TEXTE PRÉSENTÉ:
##########
Le «verdissement» de la PAC n’a pas enrayé le déclin de la biodiversité en Europe
Les subventions de la politique agricole commune (PAC) décidées pour 2013-2020 devaient contribuer à arrêter la dégradation de la biodiversité. Mais selon un rapport de la Cour des comptes de l’UE, c’est un échec… pour le peu qu’on en sache.
Dans un rapport rendu public ce vendredi 5 juin, la Cour des comptes européenne déplore que «la contribution de la PAC» n'ait pas permis d'enrayer le déclin de la biodiversité des terres agricoles en Europe. Ce document public d’une soixantaine de pages rappelle, dans son introduction, qu’en janvier 2020, le Forum économique mondial a classé la perte de biodiversité et l'effondrement des écosystèmes parmi les cinq principales menaces auxquelles le monde est confronté.
##########
VOS TÂCHES:
a – D'après l'article sur le verdissement de la PAC, pourquoi le rapport de la Cour des comptes de l'UE parle-t-il d'un échec ?
b – Recopiez, dans l'article sur le verdissement de la PAC, le passage qui s'ouvre sur les mots « Dans un rapport » et se termine par « monde est confronté. ».
c – Rédigez la suite de l'article sur le verdissement de la PAC, à partir de sa dernière phrase.
Les lignes placées plus bas n'interviennent pas dans ce travail.
##########
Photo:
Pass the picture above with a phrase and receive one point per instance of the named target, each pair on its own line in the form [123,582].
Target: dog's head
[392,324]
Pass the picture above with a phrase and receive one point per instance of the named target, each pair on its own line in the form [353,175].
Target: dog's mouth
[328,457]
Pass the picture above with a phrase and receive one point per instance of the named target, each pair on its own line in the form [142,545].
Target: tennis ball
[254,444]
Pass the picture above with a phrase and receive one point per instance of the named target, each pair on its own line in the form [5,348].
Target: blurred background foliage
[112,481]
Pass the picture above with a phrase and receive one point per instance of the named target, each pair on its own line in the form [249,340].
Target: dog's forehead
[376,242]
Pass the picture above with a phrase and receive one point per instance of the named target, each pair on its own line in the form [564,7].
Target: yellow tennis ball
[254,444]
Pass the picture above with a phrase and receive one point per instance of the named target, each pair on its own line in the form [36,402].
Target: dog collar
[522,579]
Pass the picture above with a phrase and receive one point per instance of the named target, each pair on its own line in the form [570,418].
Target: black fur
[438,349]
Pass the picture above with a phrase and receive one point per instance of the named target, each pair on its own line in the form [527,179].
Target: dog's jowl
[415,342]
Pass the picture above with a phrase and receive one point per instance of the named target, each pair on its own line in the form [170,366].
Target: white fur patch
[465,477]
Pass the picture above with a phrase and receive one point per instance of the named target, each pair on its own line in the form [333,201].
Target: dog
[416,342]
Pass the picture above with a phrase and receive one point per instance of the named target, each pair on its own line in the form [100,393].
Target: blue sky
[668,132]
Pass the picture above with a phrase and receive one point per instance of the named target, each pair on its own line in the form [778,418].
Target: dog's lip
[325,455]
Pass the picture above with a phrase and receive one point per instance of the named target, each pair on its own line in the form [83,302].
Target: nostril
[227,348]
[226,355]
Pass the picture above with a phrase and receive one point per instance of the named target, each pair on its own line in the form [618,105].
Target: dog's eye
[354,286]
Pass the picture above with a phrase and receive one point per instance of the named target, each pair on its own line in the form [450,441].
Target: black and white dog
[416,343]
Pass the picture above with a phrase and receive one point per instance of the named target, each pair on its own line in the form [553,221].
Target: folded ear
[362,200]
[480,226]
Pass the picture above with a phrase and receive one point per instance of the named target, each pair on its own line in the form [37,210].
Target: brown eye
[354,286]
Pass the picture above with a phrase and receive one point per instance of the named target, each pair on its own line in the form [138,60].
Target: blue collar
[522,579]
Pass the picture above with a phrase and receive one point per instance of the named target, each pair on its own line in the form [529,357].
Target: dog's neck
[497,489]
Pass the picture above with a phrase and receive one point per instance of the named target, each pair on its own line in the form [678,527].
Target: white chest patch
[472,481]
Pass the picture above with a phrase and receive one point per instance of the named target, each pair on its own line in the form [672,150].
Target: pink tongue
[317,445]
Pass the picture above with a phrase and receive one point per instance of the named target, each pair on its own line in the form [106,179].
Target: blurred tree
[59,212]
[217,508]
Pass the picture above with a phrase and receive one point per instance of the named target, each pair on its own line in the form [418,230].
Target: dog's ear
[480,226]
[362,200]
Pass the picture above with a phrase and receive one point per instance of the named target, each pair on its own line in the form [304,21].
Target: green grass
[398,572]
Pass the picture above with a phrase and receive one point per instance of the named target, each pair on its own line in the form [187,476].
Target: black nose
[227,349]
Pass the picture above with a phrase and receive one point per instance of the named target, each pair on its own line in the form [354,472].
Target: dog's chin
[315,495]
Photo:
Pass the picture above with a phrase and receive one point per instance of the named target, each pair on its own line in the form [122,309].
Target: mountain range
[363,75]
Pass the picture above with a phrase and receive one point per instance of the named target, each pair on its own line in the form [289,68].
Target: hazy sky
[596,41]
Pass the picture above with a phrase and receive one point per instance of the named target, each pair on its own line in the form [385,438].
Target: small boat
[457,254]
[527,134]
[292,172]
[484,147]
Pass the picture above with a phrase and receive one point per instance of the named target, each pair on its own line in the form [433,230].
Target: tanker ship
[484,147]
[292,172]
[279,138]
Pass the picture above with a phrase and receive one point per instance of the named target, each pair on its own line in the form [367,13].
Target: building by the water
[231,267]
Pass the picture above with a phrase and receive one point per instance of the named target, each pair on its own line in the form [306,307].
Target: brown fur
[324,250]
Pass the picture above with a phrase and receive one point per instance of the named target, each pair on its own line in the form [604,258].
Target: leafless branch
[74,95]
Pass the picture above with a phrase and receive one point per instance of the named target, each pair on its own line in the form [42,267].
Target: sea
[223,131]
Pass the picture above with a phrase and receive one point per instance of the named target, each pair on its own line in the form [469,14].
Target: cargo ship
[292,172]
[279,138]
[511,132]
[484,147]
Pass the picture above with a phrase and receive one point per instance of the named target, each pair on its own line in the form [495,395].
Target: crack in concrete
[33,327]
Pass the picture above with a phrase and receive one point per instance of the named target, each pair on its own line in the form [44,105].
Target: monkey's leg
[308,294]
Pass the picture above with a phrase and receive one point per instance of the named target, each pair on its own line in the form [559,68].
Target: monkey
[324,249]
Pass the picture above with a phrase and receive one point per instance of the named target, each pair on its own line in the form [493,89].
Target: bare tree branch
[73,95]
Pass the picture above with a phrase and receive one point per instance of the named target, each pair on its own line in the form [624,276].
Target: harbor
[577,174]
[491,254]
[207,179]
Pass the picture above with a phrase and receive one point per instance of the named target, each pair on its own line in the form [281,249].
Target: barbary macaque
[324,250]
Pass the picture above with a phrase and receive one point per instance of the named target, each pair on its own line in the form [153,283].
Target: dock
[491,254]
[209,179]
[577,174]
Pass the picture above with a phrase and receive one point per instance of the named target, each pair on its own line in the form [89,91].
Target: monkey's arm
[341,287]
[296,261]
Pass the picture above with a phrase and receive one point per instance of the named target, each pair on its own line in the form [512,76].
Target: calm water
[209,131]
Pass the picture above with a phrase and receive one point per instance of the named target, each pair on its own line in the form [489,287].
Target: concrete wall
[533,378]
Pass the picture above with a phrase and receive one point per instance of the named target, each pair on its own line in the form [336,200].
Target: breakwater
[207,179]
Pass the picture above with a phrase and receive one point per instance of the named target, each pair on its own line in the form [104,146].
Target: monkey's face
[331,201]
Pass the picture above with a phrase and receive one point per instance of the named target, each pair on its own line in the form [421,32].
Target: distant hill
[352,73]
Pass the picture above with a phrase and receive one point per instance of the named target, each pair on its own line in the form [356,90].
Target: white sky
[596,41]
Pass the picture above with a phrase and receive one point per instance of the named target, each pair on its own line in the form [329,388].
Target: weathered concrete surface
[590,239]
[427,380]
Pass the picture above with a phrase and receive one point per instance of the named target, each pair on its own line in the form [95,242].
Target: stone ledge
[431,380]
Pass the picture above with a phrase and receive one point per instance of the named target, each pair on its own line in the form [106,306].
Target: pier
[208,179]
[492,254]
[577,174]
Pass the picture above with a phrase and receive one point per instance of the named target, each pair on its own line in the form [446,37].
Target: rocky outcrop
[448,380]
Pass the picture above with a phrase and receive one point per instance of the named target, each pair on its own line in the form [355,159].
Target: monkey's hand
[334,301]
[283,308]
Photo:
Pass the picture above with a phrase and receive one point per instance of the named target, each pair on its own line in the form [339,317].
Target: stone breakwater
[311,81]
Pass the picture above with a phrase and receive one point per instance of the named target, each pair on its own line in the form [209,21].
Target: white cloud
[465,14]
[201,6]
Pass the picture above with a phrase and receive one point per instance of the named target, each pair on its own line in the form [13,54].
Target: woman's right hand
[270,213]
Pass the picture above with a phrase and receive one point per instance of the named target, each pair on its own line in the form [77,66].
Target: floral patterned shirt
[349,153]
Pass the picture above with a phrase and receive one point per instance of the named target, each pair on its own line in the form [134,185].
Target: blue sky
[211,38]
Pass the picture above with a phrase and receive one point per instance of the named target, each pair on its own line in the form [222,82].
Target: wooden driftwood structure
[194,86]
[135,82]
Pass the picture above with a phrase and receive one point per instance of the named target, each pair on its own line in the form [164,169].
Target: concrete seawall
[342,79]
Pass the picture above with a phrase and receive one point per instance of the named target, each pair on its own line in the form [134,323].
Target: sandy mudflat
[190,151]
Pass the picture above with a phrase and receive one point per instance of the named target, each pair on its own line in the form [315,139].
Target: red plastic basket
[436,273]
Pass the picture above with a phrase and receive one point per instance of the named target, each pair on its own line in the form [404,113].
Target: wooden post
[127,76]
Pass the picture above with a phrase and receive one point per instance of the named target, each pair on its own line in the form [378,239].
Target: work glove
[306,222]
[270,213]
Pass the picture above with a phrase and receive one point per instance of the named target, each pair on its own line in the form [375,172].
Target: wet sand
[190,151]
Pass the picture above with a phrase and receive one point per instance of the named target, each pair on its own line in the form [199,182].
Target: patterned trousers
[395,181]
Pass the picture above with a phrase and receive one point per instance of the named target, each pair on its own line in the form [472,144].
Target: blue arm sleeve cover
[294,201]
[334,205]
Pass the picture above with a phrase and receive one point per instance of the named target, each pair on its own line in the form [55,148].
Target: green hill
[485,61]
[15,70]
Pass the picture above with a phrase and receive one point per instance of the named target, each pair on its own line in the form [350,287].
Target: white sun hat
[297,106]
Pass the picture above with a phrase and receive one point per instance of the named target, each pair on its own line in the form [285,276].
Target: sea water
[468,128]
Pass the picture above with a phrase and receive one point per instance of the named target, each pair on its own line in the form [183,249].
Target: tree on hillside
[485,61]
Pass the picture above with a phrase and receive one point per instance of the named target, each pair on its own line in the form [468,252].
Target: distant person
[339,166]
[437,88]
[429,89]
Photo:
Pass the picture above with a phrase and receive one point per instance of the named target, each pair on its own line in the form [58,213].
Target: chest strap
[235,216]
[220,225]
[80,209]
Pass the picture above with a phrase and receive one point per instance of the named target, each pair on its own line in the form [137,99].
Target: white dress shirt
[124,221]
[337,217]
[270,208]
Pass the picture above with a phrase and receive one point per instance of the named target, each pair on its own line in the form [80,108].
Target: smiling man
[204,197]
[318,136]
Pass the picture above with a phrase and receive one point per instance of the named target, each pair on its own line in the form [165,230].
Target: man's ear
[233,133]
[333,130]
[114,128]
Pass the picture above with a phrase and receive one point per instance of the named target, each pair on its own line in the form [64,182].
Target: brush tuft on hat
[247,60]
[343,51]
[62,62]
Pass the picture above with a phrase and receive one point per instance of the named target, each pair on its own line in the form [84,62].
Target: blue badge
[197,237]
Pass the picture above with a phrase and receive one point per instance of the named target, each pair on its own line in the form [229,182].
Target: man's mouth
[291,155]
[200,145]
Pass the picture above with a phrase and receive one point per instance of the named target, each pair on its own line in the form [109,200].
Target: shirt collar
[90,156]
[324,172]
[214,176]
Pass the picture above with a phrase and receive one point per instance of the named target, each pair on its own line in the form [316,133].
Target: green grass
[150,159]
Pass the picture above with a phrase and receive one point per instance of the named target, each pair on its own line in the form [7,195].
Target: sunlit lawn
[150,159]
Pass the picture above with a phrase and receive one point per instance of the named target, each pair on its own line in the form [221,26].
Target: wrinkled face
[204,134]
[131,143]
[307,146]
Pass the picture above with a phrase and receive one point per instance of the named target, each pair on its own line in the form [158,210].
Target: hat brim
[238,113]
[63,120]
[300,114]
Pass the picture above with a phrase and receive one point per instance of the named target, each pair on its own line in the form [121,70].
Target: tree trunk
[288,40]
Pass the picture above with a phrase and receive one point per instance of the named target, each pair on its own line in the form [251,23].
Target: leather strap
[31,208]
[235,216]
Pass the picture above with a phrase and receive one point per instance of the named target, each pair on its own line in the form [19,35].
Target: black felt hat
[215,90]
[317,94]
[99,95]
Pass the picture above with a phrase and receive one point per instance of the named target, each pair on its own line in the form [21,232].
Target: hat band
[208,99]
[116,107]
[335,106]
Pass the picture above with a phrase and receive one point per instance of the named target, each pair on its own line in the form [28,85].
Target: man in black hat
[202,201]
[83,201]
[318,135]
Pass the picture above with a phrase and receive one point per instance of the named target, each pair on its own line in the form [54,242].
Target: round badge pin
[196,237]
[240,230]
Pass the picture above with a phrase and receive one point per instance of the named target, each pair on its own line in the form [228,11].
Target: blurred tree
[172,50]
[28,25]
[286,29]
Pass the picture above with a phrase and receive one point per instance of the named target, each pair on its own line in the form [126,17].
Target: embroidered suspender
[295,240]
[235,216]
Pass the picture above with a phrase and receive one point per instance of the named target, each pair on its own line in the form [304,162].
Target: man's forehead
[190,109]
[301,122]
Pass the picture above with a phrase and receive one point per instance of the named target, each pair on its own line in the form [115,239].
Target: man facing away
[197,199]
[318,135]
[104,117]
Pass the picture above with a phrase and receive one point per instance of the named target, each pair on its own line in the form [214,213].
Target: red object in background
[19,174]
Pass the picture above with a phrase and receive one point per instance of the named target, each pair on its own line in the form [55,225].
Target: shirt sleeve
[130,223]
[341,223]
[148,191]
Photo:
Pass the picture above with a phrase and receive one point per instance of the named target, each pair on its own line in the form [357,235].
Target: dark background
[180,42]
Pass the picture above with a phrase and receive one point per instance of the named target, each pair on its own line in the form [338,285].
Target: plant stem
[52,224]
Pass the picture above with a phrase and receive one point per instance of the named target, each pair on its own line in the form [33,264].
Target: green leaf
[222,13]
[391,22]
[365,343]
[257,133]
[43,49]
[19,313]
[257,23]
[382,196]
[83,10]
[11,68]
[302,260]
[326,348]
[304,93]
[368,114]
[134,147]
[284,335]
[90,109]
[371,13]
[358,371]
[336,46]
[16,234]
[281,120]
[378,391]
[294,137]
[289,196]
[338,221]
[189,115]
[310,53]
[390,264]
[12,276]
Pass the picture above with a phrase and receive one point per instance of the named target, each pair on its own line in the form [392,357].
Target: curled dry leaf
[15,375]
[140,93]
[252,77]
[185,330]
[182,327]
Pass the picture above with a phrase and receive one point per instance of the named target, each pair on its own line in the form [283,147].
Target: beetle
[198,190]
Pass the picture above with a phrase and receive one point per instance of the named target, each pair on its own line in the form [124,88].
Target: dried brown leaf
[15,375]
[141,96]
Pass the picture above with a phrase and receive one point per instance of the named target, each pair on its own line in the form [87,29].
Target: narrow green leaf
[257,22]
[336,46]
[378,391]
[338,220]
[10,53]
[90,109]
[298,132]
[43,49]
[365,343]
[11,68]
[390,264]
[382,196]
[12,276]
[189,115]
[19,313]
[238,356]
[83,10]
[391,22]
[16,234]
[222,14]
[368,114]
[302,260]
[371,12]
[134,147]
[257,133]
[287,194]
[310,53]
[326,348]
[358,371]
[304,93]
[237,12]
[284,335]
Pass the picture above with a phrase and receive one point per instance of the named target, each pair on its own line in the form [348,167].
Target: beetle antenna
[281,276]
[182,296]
##########
RÉPONSES ATTENDUES:
a – Les subventions de la PAC décidées pour 2013-2020 devaient contribuer à arrêter la dégradation de la biodiversité. Or, selon la Cour des comptes européenne, la contribution de la PAC n'a pas permis d'enrayer le déclin de la biodiversité des terres agricoles en Europe.

b –
Dans un rapport rendu public ce vendredi 5 juin, la Cour des comptes européenne déplore que «la contribution de la PAC» n'ait pas permis d'enrayer le déclin de la biodiversité des terres agricoles en Europe. Ce document public d’une soixantaine de pages rappelle, dans son introduction, qu’en janvier 2020, le Forum économique mondial a classé la perte de biodiversité et l'effondrement des écosystèmes parmi les cinq principales menaces auxquelles le monde est confronté.

c –
Il souligne également que «dans de nombreuses régions d'Europe, l'intensification [de l’agricultute] a transformé des paysages autrefois variés, composés de nombreux petits champs et d'habitats, en un terrain homogène et continu travaillé à l'aide de grosses machines et d'une main d'œuvre fortement réduite».
Certes, la situation de la biodiversité n'est pas la même dans l'ensemble de l'Europe. Par exemple, des pays comme la Bulgarie et la Roumanie présentent encore une riche biodiversité du fait de pratiques agricoles plus traditionnelles et d'exploitations plus petites.
Mais selon le rapport, «dans d'autres Etats membres, comme les Pays-Bas et l'Allemagne, où l'agriculture intensive est beaucoup plus répandue, les scientifiques estiment qu'il est nécessaire de rétablir la biodiversité dans les zones qui ont connu une disparition des espèces, et un appauvrissement des habitats naturels au cours des dernières décennies.
Mais surtout, les auteurs constatent le peu d’effets des mesures de «verdissement» de la Politique agricole commune (PAC). Ces mesures ont fait l’objet de si peu de contrôles que le rapport avoue que l’étude d'évaluation de l'influence de la PAC sur les habitats, les paysages et la biodiversité, «n’a pas permis de réaliser une analyse d'impact globale en raison de l'absence de données de suivi adéquates».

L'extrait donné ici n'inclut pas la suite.